* _課題文_: 「indicate the white」を含む行から項目の最後の行まで(両端を含む)を、依頼文も含めてもう一度書き出してください。その際、答えにある点の座標の数値だけを2.15倍し、四捨五入して整数にしてください。

***** 演習資料

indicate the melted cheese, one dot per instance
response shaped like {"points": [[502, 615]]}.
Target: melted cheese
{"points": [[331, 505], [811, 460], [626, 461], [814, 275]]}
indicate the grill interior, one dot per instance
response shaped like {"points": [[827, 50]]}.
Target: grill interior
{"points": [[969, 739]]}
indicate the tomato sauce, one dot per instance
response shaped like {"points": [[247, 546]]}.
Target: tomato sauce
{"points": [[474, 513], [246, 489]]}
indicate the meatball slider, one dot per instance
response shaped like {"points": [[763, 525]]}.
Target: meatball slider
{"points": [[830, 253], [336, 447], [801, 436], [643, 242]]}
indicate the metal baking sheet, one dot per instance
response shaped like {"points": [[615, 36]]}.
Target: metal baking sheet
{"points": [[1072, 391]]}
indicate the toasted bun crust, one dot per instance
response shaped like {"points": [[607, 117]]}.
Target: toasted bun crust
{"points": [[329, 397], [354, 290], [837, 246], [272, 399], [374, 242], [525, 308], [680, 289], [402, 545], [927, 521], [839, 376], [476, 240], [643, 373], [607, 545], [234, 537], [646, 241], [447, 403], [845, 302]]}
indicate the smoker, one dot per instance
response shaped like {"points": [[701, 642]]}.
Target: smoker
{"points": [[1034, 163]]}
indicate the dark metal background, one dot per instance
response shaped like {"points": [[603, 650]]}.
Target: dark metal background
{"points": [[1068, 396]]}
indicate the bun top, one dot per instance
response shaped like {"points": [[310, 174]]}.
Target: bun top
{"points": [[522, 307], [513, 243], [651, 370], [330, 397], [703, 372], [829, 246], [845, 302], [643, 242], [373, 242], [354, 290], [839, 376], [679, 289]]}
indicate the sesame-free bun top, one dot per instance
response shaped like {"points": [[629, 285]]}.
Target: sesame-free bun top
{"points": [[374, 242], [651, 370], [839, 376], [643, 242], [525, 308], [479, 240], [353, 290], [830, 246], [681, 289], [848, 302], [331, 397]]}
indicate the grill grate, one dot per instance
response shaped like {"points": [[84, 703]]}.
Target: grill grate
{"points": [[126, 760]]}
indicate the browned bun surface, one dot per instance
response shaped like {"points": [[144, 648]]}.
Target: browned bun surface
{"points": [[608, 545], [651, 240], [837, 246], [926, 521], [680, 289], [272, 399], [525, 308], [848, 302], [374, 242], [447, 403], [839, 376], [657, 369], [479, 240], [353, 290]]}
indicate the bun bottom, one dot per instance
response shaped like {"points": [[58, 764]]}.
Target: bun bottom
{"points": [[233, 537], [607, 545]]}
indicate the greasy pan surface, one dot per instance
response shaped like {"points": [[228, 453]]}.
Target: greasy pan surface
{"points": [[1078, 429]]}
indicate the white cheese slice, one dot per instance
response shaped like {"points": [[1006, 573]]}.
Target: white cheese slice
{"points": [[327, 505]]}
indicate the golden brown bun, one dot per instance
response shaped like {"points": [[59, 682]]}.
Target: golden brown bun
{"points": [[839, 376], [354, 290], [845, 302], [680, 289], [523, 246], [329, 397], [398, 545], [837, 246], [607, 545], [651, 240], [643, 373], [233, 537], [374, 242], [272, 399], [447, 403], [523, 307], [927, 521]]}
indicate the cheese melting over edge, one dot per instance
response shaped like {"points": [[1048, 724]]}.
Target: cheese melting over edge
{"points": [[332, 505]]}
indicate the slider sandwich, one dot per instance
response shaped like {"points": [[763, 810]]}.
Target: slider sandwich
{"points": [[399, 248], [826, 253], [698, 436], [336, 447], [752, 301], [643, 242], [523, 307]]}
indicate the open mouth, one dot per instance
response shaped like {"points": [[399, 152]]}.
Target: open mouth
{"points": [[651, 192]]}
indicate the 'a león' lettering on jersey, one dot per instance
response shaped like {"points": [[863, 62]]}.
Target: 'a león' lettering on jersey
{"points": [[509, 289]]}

**********

* _解答_:
indicate the white cheese slice, one dot per instance
response shaped like {"points": [[1006, 573]]}.
Target: white cheese slice
{"points": [[703, 1086]]}
indicate the golden brown bun, one dot per instance
response shaped like {"points": [[59, 682]]}.
Target: golden brown bun
{"points": [[1804, 808], [761, 624], [1817, 649], [1462, 621], [1124, 529], [707, 854], [856, 1172], [1800, 529], [1305, 1172], [1400, 516], [1382, 802], [501, 1155], [804, 520], [585, 858], [961, 866], [1124, 660], [1993, 1120]]}
indicate the cheese melting over edge, one dot per instance
response shaped like {"points": [[1048, 724]]}.
Target: cheese melting over edge
{"points": [[714, 1086]]}
indicate the slider sandwich, one dot per instance
response shaped like {"points": [[763, 810]]}.
Target: slider sandwich
{"points": [[858, 533], [1776, 544], [1501, 937], [722, 961], [1617, 647], [1382, 520], [1124, 660]]}
indicate the open mouth, one dot per instance
response shaped like {"points": [[399, 152]]}.
Target: open mouth
{"points": [[1400, 413]]}
indicate the 'a león' lettering on jersey, one dot per instance
response shaped like {"points": [[863, 62]]}.
Target: 'a león' lettering on jersey
{"points": [[1094, 621]]}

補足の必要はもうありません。